Consigne —
D'après l'extrait de texte sur la Peugeot 508, quel concept-car de 2014 préfigurait le projet R8/508 de série ?

Extrait de texte —

===============

Mais Bernard Hesse douche une seconde fois cet espoir en me soufflant « qu’avec les nouvelles normes WLTP (normes de rejets CO2 sévérisées) sur lesquelles Peugeot est arrivé avec un an d’avance, vous verrez de nombreux concurrents réduire drastiquement leurs gammes en termes de versions, voire de silhouettes. »
Peut-être qu’un jour, la très spectaculaire vision de nuit par caméra infrarouge disponible sur la 508 verra apparaître au milieu des piétons, des sangliers et des biches, la silhouette d’un coupé désormais plus que jamais fantomatique…
BONUS : Peugeot 508, l’héritage de plusieurs concept-cars…
Voici résumé par les visuels les origines du style des berline et break Peugeot 508
Le thème de la silhouette “berline- coupé 4/5portes”
Concept-car Exalt, 2014 – Preview du projet R8/508 de série.
Concept-car RC Hybrid4 avec moteur central arrière, quatre places et quatre portes.

===============

Jeu de données —
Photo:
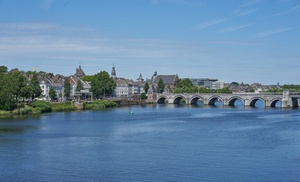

===============

Réponse —
Le concept-car Exalt.